··· Recorded data ···

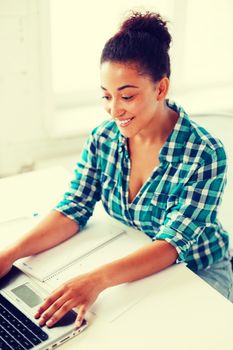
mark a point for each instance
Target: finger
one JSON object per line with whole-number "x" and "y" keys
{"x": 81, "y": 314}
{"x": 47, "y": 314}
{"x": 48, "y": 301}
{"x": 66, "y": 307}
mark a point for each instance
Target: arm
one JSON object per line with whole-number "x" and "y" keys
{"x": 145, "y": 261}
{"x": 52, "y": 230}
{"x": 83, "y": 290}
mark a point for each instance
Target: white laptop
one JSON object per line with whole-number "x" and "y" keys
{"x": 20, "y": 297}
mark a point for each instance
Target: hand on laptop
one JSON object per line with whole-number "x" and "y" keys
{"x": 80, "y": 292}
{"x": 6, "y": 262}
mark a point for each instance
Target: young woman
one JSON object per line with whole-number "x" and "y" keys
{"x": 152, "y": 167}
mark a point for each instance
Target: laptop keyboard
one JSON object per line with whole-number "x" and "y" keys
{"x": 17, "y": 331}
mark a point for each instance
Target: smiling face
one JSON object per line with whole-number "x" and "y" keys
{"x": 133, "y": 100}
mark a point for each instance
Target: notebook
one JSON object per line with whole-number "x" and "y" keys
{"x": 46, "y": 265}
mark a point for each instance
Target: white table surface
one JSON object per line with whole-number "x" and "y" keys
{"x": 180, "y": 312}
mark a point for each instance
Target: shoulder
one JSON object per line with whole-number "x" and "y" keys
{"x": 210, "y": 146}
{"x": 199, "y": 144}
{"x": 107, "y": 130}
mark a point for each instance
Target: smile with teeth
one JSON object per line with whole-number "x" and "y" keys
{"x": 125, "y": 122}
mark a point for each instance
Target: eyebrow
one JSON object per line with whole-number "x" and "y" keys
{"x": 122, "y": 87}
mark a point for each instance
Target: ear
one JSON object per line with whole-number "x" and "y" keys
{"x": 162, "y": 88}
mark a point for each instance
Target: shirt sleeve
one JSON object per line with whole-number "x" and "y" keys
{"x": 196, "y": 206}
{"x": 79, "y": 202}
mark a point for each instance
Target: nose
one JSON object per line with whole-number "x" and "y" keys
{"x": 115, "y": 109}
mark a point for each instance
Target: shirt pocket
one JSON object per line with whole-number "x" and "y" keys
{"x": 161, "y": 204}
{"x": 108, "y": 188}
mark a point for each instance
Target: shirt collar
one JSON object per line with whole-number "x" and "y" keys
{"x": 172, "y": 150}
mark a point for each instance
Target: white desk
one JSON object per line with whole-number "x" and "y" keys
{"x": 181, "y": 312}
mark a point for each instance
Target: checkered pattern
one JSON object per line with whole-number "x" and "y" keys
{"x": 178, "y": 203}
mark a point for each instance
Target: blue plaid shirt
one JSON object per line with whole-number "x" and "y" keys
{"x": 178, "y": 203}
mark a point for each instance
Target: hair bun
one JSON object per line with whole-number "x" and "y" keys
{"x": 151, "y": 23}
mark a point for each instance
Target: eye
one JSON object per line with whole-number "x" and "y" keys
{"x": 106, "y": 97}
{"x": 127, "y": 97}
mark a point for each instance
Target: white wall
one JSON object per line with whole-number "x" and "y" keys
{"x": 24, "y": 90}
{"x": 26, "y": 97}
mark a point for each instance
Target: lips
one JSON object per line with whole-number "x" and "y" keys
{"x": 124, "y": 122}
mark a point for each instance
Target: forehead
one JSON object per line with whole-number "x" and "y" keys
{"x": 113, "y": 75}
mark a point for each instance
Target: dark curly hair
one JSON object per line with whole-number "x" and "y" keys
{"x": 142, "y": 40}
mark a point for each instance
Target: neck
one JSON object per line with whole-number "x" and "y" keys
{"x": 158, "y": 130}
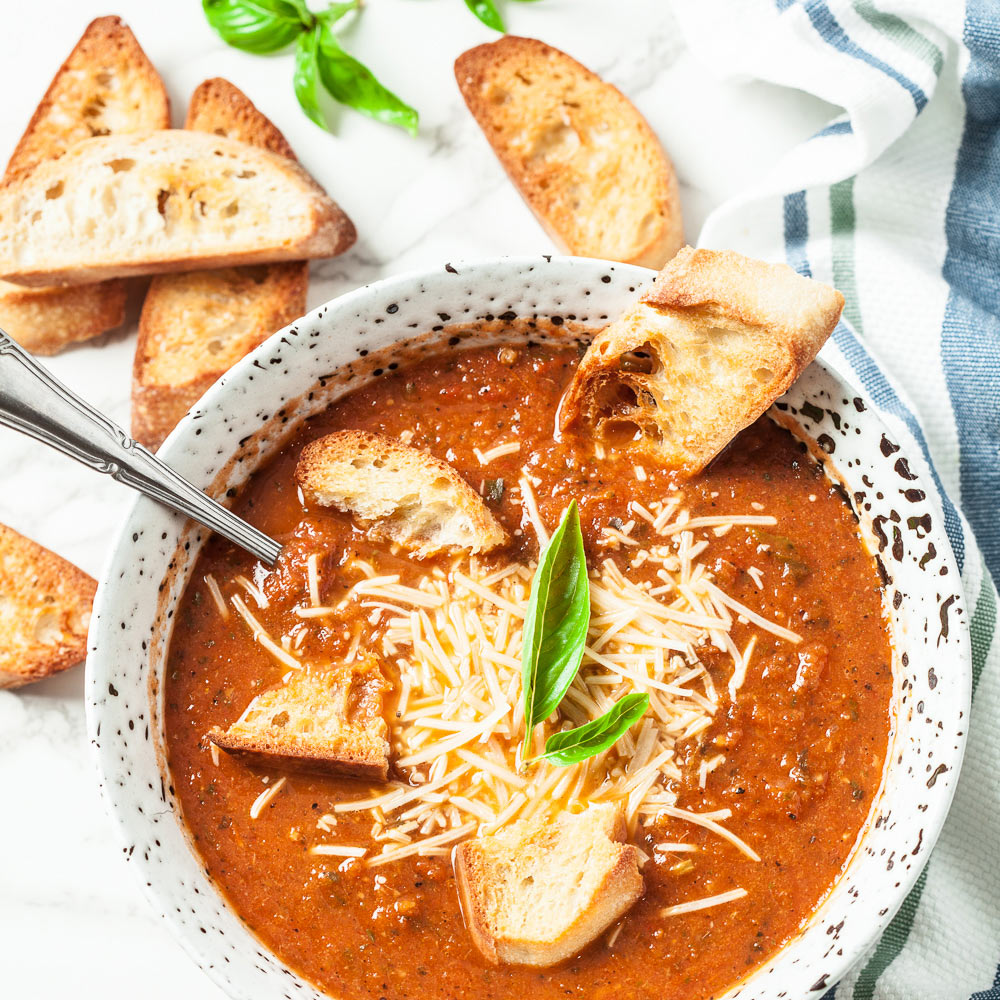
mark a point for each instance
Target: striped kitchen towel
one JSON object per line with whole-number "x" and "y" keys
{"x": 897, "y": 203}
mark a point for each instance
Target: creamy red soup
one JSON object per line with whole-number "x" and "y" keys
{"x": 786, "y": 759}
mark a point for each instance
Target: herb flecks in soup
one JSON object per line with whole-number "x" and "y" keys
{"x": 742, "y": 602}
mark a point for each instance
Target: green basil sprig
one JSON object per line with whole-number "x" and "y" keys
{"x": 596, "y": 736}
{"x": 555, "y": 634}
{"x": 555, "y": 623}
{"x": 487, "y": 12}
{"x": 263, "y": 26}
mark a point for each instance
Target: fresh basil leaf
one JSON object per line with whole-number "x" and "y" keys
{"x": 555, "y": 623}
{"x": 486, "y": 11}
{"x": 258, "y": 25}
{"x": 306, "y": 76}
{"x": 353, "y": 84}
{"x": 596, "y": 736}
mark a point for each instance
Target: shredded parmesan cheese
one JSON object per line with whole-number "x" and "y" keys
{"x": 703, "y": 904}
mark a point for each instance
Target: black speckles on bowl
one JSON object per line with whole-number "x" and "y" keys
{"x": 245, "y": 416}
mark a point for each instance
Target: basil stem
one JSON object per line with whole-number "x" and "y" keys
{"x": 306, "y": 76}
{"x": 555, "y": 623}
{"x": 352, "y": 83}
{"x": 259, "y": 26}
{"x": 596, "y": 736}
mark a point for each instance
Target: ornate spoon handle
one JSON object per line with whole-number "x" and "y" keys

···

Show every line of the data above that contains the word "hair". Case counts.

Response
Target: hair bun
Target: dark curly hair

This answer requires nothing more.